> **Study questions**
#1 Answer from the passage on voluntary benefits:
(a) At which firm, and in which city, is Troy Cook an adviser and principal?
(b) Which two complementary products does Cook name?
(c) According to Daboul, what are brokers still not including in plans?
#2 Write the next part of the passage on voluntary benefits, picking up after its final sentence.

> **Passage**
That idea is exactly what Troy Cook, an adviser and principal at Mercer Voluntary Benefits in Des Moines, Iowa, says is going to drive an increase in voluntary sales across employer clients of all sizes.

“You’re going to see more voluntary benefits at all size employers because employers understand they need to be more efficient with their resources today, and at the same time they want to take care of their employees in any way they can,” he says. “The complementary products … like critical illness, hospital indemnity … continue to be a trend because these are products that help complement consumer-driven health care.”

He adds: “The market’s asking for voluntary and that’s why many agents and brokers are responding with more offerings.”

Employee Family Protection’s Daboul says that may be starting to be true, but the traditional group health broker is still not totally on board with all that voluntary can offer clients. “The brokerage and consulting community just do not understand the power of a really strong voluntary plan — and when I say plan, I mean strategic plan,” he says. “One of the greatest roadblocks in our industry is that [brokers] don’t understand the power. They’re resistant, and they’re still not including voluntary benefits in plans.”

> **Supplied material**
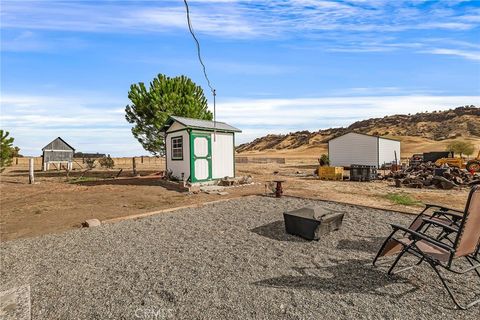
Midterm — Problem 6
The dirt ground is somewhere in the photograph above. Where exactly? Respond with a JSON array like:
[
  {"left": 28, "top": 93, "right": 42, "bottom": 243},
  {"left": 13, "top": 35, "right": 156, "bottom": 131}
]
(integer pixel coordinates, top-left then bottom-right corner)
[{"left": 0, "top": 158, "right": 468, "bottom": 241}]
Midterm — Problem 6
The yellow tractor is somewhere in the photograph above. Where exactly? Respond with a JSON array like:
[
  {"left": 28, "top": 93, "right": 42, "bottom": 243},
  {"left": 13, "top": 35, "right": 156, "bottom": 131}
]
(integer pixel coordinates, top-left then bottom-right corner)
[
  {"left": 435, "top": 151, "right": 480, "bottom": 172},
  {"left": 466, "top": 150, "right": 480, "bottom": 172},
  {"left": 435, "top": 157, "right": 465, "bottom": 169}
]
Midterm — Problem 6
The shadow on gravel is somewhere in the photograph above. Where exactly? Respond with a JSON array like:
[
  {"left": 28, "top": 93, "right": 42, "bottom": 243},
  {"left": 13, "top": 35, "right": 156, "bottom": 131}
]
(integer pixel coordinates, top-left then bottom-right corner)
[
  {"left": 253, "top": 259, "right": 419, "bottom": 299},
  {"left": 337, "top": 236, "right": 385, "bottom": 253},
  {"left": 250, "top": 220, "right": 306, "bottom": 242}
]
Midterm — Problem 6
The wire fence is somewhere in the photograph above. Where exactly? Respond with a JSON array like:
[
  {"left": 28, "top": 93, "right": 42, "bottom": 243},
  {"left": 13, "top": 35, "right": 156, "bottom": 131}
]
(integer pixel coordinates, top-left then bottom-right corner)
[{"left": 12, "top": 156, "right": 166, "bottom": 171}]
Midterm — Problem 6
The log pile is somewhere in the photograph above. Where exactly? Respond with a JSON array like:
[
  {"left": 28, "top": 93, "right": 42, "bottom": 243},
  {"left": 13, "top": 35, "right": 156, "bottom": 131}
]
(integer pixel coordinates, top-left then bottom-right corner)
[{"left": 385, "top": 162, "right": 480, "bottom": 190}]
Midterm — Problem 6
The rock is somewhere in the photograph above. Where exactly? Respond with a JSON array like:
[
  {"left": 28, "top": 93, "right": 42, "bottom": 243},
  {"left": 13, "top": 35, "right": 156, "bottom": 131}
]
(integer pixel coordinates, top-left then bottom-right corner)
[{"left": 82, "top": 219, "right": 102, "bottom": 228}]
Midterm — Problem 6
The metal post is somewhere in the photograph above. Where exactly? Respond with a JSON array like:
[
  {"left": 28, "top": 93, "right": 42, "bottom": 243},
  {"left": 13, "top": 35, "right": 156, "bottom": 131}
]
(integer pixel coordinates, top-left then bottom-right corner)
[
  {"left": 28, "top": 158, "right": 35, "bottom": 184},
  {"left": 213, "top": 89, "right": 217, "bottom": 142}
]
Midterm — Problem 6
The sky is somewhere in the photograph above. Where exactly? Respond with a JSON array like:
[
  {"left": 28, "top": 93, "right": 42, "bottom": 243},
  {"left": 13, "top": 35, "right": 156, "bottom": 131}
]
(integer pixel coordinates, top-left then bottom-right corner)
[{"left": 0, "top": 0, "right": 480, "bottom": 156}]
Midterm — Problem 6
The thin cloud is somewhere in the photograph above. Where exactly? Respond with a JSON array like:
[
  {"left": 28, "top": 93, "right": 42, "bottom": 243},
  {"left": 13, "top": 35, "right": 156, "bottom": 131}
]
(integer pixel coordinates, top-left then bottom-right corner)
[
  {"left": 1, "top": 0, "right": 479, "bottom": 38},
  {"left": 427, "top": 49, "right": 480, "bottom": 61},
  {"left": 0, "top": 92, "right": 480, "bottom": 156}
]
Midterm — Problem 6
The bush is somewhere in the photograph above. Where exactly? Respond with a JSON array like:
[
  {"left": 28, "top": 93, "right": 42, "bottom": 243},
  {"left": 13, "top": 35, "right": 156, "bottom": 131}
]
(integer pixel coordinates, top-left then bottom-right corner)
[
  {"left": 0, "top": 129, "right": 15, "bottom": 172},
  {"left": 385, "top": 193, "right": 422, "bottom": 206},
  {"left": 318, "top": 154, "right": 330, "bottom": 167},
  {"left": 447, "top": 141, "right": 475, "bottom": 156},
  {"left": 85, "top": 158, "right": 97, "bottom": 170},
  {"left": 98, "top": 155, "right": 115, "bottom": 169}
]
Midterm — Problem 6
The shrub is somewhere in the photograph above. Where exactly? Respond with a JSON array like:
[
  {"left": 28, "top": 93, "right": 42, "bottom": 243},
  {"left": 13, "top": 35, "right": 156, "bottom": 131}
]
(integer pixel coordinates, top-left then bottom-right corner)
[
  {"left": 385, "top": 193, "right": 421, "bottom": 206},
  {"left": 85, "top": 158, "right": 97, "bottom": 170},
  {"left": 98, "top": 155, "right": 115, "bottom": 169},
  {"left": 447, "top": 141, "right": 475, "bottom": 156},
  {"left": 318, "top": 154, "right": 330, "bottom": 167}
]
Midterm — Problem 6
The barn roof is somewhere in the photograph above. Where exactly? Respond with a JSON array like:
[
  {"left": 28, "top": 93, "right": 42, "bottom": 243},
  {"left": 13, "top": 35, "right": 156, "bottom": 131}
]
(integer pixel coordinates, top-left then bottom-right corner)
[
  {"left": 42, "top": 137, "right": 75, "bottom": 152},
  {"left": 327, "top": 131, "right": 400, "bottom": 142},
  {"left": 163, "top": 116, "right": 242, "bottom": 132}
]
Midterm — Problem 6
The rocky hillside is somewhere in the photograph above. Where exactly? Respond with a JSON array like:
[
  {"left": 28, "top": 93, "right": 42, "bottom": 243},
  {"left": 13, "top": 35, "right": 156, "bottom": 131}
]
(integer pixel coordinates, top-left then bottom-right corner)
[{"left": 237, "top": 106, "right": 480, "bottom": 152}]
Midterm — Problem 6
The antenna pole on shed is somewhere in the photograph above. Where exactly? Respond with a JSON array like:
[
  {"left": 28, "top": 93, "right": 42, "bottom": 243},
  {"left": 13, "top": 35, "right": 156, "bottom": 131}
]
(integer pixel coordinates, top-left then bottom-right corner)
[{"left": 212, "top": 89, "right": 217, "bottom": 142}]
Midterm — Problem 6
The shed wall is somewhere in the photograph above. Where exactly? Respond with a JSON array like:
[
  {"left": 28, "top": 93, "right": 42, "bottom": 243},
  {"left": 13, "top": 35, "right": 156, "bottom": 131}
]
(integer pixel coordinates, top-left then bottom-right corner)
[
  {"left": 43, "top": 150, "right": 73, "bottom": 162},
  {"left": 211, "top": 132, "right": 235, "bottom": 179},
  {"left": 328, "top": 133, "right": 378, "bottom": 167},
  {"left": 43, "top": 138, "right": 73, "bottom": 150},
  {"left": 165, "top": 130, "right": 190, "bottom": 179},
  {"left": 378, "top": 138, "right": 400, "bottom": 167}
]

> **Results for each task**
#1
(a) Mercer Voluntary Benefits, in Des Moines, Iowa.
(b) Critical illness and hospital indemnity.
(c) Voluntary benefits.

#2
And he may be right. Less than half, or 42%, of advisers in a LIMRA study at the beginning of 2014, said they plan to respond to changes in the industry by selling voluntary benefits. That was second to 46% who said they’re planning to respond by expanding their customer service with diversified counseling and advising.

However, according to another Eastbridge Consulting Group report from 2013, 55% of all voluntary sales, and growing, are now coming from benefit brokers, while 21% of sales are coming from captive agents at companies such as Colonial and Aflac, almost all of the rest — 22% — are coming from the specialty, independent worksite voluntary brokers. The final 2% of sales are coming from the occasional person doing voluntary.

What advisers need

Mercer’s Cook agrees that more and more employers are asking for voluntary, and says the reason more advisers are stepping up to the plate to sell it is because of this demand. “The ACA created a mini-revolution in the speed that employers are asking for voluntary,” he says.

What advisers need to know about selecting a voluntary carrier, aside from Daboul’s comments about starting with a good relationship and a good point-of-contact, is looking very closely at the products to see if they have an “individual touch and feel.” Most voluntary products are unique in that, Shestack explains, they can be taken with employees from job to job. That’s because even if they’re sold at a group rate at the worksite, many are actually housed on the individual platform as an individual policy.

The carriers that tend to be good at this are the traditional worksite voluntary carriers that have been in the business for years, according to Daboul. For example, Unum and Transamerica both have strong products and strong service, he says. Sun Life and Guardian, carriers that are newer to the voluntary space, don’t have products that are as sophisticated as the older players, he believes.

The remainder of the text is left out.